Each record below must be returned exactly as shown.

Coordinate annotation records:
----------
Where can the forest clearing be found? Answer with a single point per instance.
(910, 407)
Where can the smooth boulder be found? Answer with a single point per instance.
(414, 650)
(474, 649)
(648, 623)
----------
Exercise output
Where can the forest clearing be found? Answer with a single point per instance.
(910, 407)
Where can the smooth boulder be found? Answer with a single point per instance.
(414, 650)
(474, 649)
(648, 623)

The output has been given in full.